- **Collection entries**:
※

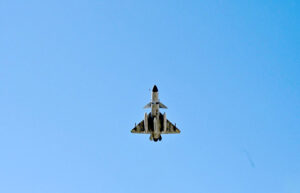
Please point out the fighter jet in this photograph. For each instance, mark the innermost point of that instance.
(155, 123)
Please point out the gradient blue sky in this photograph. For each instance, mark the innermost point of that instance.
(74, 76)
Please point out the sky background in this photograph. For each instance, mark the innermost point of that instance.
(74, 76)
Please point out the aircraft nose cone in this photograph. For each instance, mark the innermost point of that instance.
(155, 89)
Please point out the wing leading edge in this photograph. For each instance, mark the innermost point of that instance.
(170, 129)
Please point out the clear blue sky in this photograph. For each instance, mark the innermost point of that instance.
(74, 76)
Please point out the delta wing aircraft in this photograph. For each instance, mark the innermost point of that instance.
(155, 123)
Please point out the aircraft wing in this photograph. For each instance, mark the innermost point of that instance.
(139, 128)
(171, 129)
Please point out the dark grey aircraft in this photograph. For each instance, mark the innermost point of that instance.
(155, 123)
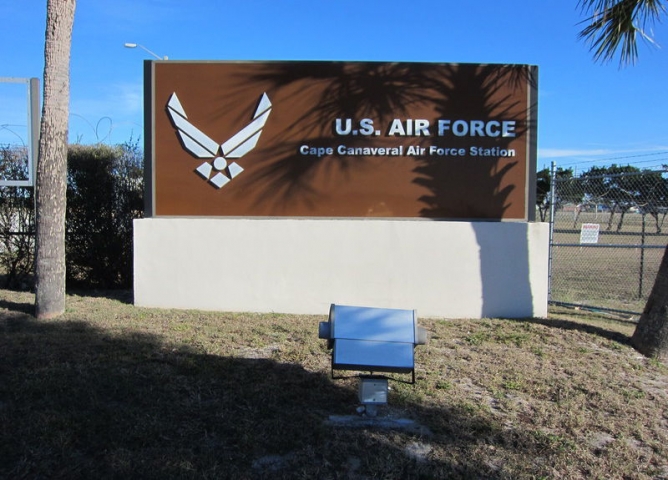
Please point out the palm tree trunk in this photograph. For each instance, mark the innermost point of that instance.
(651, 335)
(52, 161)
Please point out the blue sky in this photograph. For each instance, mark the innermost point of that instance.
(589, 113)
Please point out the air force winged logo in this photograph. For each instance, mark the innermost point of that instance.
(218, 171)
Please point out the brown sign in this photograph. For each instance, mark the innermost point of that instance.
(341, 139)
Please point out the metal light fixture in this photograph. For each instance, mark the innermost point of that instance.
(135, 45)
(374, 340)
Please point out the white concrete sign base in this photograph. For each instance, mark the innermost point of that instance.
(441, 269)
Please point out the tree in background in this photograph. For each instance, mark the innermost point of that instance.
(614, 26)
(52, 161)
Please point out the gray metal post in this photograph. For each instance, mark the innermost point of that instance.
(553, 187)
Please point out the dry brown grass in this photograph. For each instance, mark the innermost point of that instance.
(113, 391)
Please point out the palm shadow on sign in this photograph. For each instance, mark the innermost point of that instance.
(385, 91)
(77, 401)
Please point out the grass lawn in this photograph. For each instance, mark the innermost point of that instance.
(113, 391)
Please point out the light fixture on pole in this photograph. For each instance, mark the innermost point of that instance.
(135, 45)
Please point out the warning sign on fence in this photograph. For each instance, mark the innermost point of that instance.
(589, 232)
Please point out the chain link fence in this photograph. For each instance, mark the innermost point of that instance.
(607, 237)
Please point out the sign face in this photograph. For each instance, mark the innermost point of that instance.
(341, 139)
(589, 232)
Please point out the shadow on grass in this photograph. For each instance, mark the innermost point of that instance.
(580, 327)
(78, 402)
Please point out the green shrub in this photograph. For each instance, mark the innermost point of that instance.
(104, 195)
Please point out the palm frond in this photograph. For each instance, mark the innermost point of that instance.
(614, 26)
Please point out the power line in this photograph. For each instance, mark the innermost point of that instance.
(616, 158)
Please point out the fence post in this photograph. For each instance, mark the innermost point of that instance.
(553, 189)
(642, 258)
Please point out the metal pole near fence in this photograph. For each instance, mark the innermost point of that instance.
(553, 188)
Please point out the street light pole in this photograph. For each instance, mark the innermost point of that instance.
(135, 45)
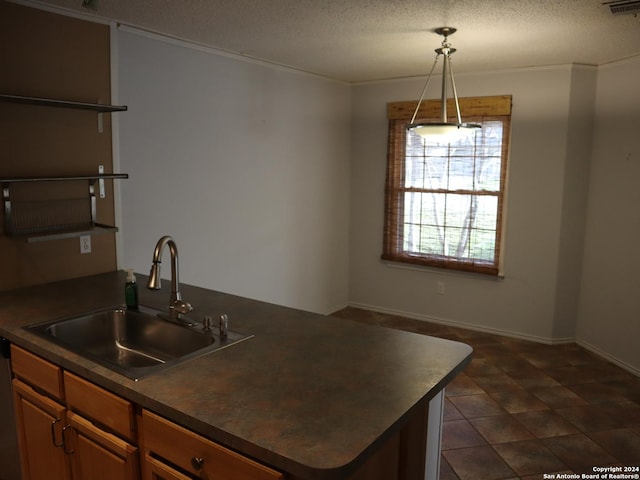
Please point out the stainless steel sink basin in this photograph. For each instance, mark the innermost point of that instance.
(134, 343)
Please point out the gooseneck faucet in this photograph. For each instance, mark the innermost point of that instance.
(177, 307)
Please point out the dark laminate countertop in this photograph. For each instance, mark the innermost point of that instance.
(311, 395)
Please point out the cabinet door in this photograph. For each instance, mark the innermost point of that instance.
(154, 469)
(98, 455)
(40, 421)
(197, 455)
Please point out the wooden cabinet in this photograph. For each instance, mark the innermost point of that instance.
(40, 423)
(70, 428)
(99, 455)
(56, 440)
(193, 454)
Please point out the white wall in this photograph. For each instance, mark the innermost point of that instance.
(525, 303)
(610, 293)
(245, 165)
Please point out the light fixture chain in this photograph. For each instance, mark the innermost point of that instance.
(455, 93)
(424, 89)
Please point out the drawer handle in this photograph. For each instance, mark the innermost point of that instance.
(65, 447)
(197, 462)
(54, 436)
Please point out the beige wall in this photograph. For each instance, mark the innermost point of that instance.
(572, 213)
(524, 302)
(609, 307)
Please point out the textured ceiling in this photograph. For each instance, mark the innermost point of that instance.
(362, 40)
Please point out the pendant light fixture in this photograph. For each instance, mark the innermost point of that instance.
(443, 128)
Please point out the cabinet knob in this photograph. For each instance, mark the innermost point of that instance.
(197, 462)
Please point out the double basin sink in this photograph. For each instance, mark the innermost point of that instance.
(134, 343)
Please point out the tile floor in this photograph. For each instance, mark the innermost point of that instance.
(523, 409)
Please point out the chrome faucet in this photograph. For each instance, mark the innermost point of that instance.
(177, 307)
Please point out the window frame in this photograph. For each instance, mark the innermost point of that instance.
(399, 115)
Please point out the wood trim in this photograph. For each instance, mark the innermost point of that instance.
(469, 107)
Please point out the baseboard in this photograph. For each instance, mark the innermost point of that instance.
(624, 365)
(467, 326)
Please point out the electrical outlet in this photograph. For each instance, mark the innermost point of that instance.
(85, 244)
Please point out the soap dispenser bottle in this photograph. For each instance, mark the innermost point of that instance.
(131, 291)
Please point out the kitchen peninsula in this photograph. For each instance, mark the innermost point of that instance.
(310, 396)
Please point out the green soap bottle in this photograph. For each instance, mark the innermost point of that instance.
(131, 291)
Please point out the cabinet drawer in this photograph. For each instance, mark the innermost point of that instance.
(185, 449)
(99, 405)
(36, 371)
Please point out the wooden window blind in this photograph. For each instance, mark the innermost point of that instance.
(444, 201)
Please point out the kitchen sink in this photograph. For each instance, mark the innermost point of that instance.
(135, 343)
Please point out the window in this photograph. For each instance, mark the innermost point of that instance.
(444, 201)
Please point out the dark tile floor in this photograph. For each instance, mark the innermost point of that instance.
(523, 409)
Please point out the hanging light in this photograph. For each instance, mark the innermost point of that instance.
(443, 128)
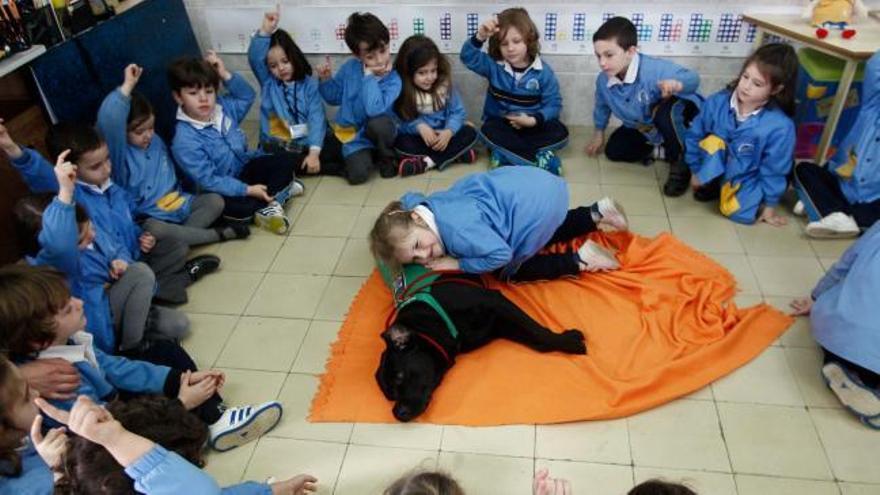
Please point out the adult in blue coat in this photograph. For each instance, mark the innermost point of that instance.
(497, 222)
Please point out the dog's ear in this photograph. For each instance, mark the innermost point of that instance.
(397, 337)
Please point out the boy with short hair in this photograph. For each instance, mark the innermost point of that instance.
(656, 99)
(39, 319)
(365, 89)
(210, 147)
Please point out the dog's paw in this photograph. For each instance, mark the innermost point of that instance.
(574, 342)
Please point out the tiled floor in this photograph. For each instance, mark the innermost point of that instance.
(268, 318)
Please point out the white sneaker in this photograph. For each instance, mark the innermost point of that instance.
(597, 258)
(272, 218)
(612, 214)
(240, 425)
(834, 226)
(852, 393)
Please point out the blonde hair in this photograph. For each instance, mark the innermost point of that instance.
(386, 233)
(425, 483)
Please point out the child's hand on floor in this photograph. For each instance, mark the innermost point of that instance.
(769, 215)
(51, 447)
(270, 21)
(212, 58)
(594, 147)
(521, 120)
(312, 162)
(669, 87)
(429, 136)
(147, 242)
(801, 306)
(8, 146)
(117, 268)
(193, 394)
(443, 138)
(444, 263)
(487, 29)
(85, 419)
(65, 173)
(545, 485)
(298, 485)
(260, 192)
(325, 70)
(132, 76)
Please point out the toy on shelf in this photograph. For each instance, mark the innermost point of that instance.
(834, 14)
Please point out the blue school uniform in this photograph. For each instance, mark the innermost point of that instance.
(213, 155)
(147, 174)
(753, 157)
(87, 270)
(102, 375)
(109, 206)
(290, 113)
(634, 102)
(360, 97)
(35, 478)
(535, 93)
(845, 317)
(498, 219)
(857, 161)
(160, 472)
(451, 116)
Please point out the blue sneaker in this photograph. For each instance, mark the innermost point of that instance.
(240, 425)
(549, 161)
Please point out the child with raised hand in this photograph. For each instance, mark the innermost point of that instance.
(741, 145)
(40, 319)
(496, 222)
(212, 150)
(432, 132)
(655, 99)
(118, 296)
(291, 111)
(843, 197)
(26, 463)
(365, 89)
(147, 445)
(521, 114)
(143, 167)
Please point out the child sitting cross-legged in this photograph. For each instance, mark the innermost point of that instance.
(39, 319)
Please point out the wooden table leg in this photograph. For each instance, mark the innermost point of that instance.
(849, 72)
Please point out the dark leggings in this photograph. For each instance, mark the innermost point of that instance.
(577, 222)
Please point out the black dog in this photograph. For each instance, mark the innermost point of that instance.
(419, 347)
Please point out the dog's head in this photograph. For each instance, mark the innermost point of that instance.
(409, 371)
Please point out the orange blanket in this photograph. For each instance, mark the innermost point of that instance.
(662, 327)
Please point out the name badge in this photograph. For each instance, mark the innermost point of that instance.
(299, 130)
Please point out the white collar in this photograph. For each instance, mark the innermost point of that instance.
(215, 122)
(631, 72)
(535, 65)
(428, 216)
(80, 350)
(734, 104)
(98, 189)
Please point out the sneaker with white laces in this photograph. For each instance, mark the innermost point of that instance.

※

- **Your goal**: All lines from the one holding "Please point out the black" through the end of the entries need to be given again exactly. Leave out the others.

- **Solution to this problem**:
Please point out the black dog in this photograph. For each instance, mark the innermost point of that instance.
(419, 347)
Please point out the dog's head in this photograph. For each instance, mark the innermost point of that instance.
(409, 371)
Please point out the orange blanket in this photograph. For each instance, mark the innermost point of that instance.
(662, 327)
Please point out the name badge in this photograph. For each instance, mark the innermost point of that instance.
(299, 130)
Please point out the white collar in this photograph. For each instance, mark the innermost point of that instance.
(215, 122)
(631, 72)
(535, 65)
(428, 216)
(80, 350)
(734, 104)
(98, 189)
Please point out the sneaker with white laces in this photograph. For each instance, mark the innermost point of that instance.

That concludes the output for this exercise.